原文の抜粋
網走刑務所に収監されている梢(高倉)。強盗殺人の容疑で死刑が確定していたのだが、実は、殺人を犯したのは、一緒に銀行強盗に入った剛田(田中)。梢は、剛田らの策略によって嵌められたのだった。
梢らは、他の死刑囚とともに脱獄を計画、自分を嵌めた剛田らに復讐に向かう。のだけれど、色々な場面でいったいこれはどうなっているの?と首を捻ること暫し。
逃走中に出会った具合の悪そうな、踊り子のあき(木の実)の、検便、検尿の結果はどうだったのだろう?
北海道のストリップ小屋にて踊っていたあきと仲間。なにやら、小屋主の都合で小屋を閉めているとかで稼ぐことが出来ない。石炭も小屋主の言いつけにより分けてもらえない。
Why?なぜ?
梢を運ぶ救急車の登場も唐突だし・・・・・・。
だが、この作品、さすが石井輝男監督!なのだ!

提示された記録
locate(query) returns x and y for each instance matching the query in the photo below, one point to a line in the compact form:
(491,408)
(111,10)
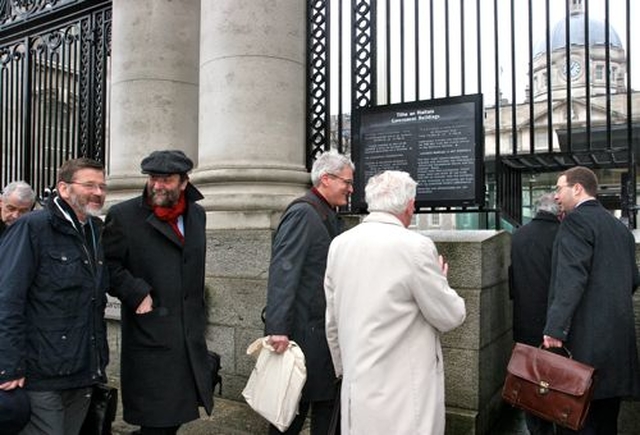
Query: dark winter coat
(164,366)
(593,278)
(296,302)
(530,275)
(52,300)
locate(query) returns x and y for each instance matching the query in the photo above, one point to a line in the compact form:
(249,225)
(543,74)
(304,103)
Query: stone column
(252,112)
(476,354)
(154,85)
(251,159)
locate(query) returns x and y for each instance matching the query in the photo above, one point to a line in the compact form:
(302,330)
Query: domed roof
(577,34)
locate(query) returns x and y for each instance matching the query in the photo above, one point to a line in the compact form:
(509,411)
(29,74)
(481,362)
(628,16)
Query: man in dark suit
(529,276)
(296,303)
(594,275)
(155,250)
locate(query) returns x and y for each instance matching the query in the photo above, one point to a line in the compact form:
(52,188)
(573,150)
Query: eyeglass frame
(559,188)
(91,186)
(344,180)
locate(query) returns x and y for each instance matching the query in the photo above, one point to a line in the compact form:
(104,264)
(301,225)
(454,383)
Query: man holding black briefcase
(594,275)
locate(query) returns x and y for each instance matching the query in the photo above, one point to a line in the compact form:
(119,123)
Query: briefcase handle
(551,349)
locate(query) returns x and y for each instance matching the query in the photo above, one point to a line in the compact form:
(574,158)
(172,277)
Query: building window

課題一覧
1. 映画の紹介文の中で、かっこに入っている名前をすべて挙げてください。
2. 映画の紹介文のうち「逃走中に出会った具合の悪そう」から「梢を運ぶ救急車の登場も唐突だし・・・・・・。」まで（両端も含む）を書き直し、「小屋主」を「経営者」に置き換えてください。
3. 映画の紹介文を、最後の文のあとから書き継いでください。
これらの記録は映画の紹介文とは関係ありません。

解答
1. 高倉、田中、木の実

2.
逃走中に出会った具合の悪そうな、踊り子のあき(木の実)の、検便、検尿の結果はどうだったのだろう?
北海道のストリップ小屋にて踊っていたあきと仲間。なにやら、経営者の都合で小屋を閉めているとかで稼ぐことが出来ない。石炭も経営者の言いつけにより分けてもらえない。
Why?なぜ?
梢を運ぶ救急車の登場も唐突だし・・・・・・。

3.
なんやかんやあって、動く機関車の中で剛田の射殺に成功するのだが、ここ!かなり凄まじい!刀などで切りつけた際に、頭部がごろんと落ちるのはよく見るのだが、今回、吹っ飛んでました。跡形もなく。血しぶきだけを残して・・・・・・。
おおっ!となったのだが、その後がちょっといただけない。拳銃を構える男の腕に、梢の撃った弾が当たるのだが、腕がごろんと落ちる。その描写、あまり見かけないかも。刀でならよく見るのだが。 いや、頭を吹っ飛ばすくらいだからありえなくもないか。
最後の一人の口中に銃口を突っ込み、撃ち殺すのだが、ここは真っ白な雪に鮮血が飛び散るだけ。頭は無事。というか無傷。
いったい、梢の銃の威力はいかほどなのだろうか?
いやいや、そんなこと真面目に言ってはいけないのだ。これは劇画タッチの画を楽しむ。石井作品を楽しむ。ただそれだけ!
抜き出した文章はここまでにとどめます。